◆ **Brano selezionato**:
Questione dibattuta in tema di facoltatività riguarda il contenuto di tale valutazione: una visione parla solo dell'aumento della pena ritenendo il riconoscimento della recidiva come obbligatorio, mentre la tesi contraria propende per la discrezionalità del giudice in quest'ultima operazione. La seconda tesi è da ritenere la più coerente col sistema come disegnato dal legislatore, oltre che quella seguita dalla giurisprudenza maggioritaria27.

Un'altra innovazione del 1974 è stata l'inserimento all'interno del giudizio di bilanciamento ex art. 69 comma 4 c.p. della recidiva, sulla base del richiamo di cui all'art. 70 comma 2 c.p.. Tale novità ha pesantemente colpito i sostenitori della natura non circostanziale dell'istituto in questione, con avallo pressochè unanime della giurisprudenza.

◆ **Informazioni fornite**:
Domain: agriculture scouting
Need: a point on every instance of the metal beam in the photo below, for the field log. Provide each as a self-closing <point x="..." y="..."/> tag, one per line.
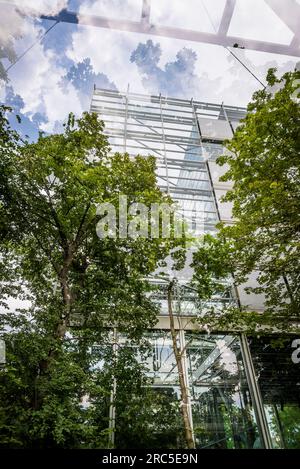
<point x="145" y="27"/>
<point x="226" y="17"/>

◆ **Il tuo compito**:
Riprendi il brano sulla recidiva e proseguilo a partire dalla sua ultima frase.

◆ **Risultato dell'esercizio**:
Il giudizio di bilanciamento che attiene al momento commisurativo della pena28 rappresenta uno degli istituti processuali che maggiormente abbisognano di una rivisitazione da parte del legislatore. La struttura attuale porta a delle storture applicative notevoli, di cui lo stesso legislatore ha preso atto nel 2005 predisponendo dei limiti di prevalenza in taluni casi proprio in tema di recidiva ex art. 99 comma 4 c.p..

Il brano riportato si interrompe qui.